• [WORK TO COMPLETE] Rewrite every line of the listing below, requests included, and scale each coordinate in the answers by 1.1. Round the results to whole numbers, with halves rounded up.

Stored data

================================

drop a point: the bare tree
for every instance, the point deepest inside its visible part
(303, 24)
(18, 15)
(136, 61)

================================

• [WORKED ANSWER]
drop a point: the bare tree
for every instance, the point deepest inside its visible part
(333, 26)
(20, 17)
(150, 67)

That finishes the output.